Everyone has varying opinions and so will you once you start shooting. My advise is to choose one and get to having some fun, and then try another!! That's what most of us have done and will continue doing through the years since it's such a blast!!








The truth is each design and slingshot is a mix of elements that are pros to some and cons for others.

If I can help you in any way with my slingshots just contact me by email.
All the best,
Perry (A+)


----------



## kobe23

Nickricebass said:


> Hey there everyone. I have been snooping around this forum for a month or so and it seems like you guys have this all figured out. My question for all of you is; if you only had $40 what slingshot would you buy? (No DIYs).
> 
> It seems like it is between flippingout's polymer creations, one of the PS series from A+, or a pocket preditor made of polymer.
> 
> Thanks.


I somehow interpreted the quote as the vendors are not 'DIY'-ing their slingshots. =/


----------



## justin9900

a scout or one of aplus ps series


----------



## bmlodge

Bill Hays said:


> My honest opinion is the SEAL in Polymer.
> I'm not one to usually toot my own horn, but that design, if it existed before I started shooting and making slingshots... I would never have started making slingshots in the first place. As it's "good enough".
> Sure made out of premium materials, cool woods and or grip applications are nice... but when you want something that is very versatile, in that it can be used forks up, forks to the side, shoot through the forks or over the top... shoot arrows, stones, steel, marbles or lead with no modifications... can use a variety of popular elastics to propel whatever you like... is easily pocketable... and on top of that is made from a material that floats, is impact and scratch resistant, light for all day carry... and doesn't break your heart or the bank if you accidently lose it... The Polymer SEAL is all of that and more.
> 
> There's one in action shooting paintballs at the beginning of this video:


Have to agree with Bill here. I have many slingshots Dankungs, Flippinout Scout/Maxim Champ, Bill Hays SERE, Hathcock, Tube Master and Seal Sniper both in G10 and Polymer and I have to say the one I have shot the most is the Seal Sniper. I just wish I had bought it sooner. Don't get me wrong I shoot all my slingshots as they all have their advantages, apart from the Dankungs which I don't really bother with anymore if I'm being honest.
If a zombie apocalypse happened tomorrow I would grab both my Seal Snipers without hesitation. I find them to be comfortable, very stable and easy pocketable, especially the polymer one which is slightly smaller, lighter and less thick than the G10, that's why I bought it. It cost $25 too. Bargain!

Ben


----------



## Amarsbar

any poly slingshot will be strong and quite cheap


----------



## THWACK!

Tex-Shooter said:


> I have sold quite a few Saunders Hawk kits (which I make almost nothing on) and believe it is a great beginner's slingshot. A Trumark S9 which I don't sell is also a great beginner's slingshot. When a person first starts shooting he or she should have a little distance between there fingers or hand and the tips of a slingshot and that is why I like these two slingshots for a beginner. Later after you have shot awhile anything goes and there are a lot of fine custom slingshot makers out there. I have gotten a very unusual feedback many times about the Saunders Hawk. It usually goes like this; (I hate the Hawk, but I shoot it the best of any slingshot that I own.) -- Tex


I've one (Hawk). Thanks to Tex-Shooter for a fine product!
——————————
■ STATED GOAL 1
Reproduce the slingshot discussion from "Have to agree" to "cost $25 too. Bargain!", swapping "zombie apocalypse" for "flood".
The slingshot discussion and the records that follow it come from unrelated sources.

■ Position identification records
——————————
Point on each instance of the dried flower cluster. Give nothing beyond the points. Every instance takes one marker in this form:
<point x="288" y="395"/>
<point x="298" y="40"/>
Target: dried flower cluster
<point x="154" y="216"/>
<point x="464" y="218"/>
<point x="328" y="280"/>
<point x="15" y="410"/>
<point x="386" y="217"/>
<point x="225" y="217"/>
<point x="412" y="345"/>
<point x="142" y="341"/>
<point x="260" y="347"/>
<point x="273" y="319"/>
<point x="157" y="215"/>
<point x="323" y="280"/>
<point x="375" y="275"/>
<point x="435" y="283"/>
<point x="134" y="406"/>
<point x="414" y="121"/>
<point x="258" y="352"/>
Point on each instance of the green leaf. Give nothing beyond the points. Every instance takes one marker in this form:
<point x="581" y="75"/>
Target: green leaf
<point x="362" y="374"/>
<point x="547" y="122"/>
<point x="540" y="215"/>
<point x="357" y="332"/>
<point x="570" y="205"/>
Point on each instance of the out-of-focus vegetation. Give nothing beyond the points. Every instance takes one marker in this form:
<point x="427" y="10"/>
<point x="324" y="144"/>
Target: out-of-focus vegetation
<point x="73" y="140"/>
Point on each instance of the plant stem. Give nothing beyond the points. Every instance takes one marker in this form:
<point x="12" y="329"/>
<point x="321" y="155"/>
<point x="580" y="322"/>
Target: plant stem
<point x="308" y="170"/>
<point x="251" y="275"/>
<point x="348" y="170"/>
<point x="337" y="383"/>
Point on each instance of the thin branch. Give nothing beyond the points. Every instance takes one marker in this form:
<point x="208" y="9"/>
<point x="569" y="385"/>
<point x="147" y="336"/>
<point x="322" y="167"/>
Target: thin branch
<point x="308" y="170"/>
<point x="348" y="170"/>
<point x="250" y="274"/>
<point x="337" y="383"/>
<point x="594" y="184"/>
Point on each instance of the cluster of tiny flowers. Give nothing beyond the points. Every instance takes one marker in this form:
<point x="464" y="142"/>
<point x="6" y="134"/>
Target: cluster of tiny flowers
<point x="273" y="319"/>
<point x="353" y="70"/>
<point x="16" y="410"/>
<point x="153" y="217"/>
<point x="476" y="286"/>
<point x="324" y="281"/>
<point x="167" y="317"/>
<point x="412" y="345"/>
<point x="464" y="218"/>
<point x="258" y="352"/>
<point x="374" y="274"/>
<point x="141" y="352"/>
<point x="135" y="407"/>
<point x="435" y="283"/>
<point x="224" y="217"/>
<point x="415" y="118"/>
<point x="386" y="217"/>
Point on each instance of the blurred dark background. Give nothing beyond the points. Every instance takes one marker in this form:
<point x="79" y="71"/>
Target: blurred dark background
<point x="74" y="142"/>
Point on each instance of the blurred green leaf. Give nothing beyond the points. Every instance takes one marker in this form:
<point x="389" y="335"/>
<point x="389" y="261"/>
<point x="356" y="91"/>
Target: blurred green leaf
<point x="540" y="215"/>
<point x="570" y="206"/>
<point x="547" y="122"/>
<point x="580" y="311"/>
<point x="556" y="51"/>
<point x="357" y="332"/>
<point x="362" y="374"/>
——————————
■ STATED GOAL 2
Copy out the records from the line with "Point on each instance of the blurred green" through the end of the records, request lines included, and shift every point by adding 122 to each x and y value in the answers only.

■ TASK RESPONSE 1
Have to agree with Bill here. I have many slingshots Dankungs, Flippinout Scout/Maxim Champ, Bill Hays SERE, Hathcock, Tube Master and Seal Sniper both in G10 and Polymer and I have to say the one I have shot the most is the Seal Sniper. I just wish I had bought it sooner. Don't get me wrong I shoot all my slingshots as they all have their advantages, apart from the Dankungs which I don't really bother with anymore if I'm being honest.
If a flood happened tomorrow I would grab both my Seal Snipers without hesitation. I find them to be comfortable, very stable and easy pocketable, especially the polymer one which is slightly smaller, lighter and less thick than the G10, that's why I bought it. It cost $25 too. Bargain!

■ TASK RESPONSE 2
Point on each instance of the blurred green leaf. Give nothing beyond the points. Every instance takes one marker in this form:
<point x="389" y="335"/>
<point x="389" y="261"/>
<point x="356" y="91"/>
Target: blurred green leaf
<point x="662" y="337"/>
<point x="692" y="328"/>
<point x="669" y="244"/>
<point x="702" y="433"/>
<point x="678" y="173"/>
<point x="479" y="454"/>
<point x="484" y="496"/>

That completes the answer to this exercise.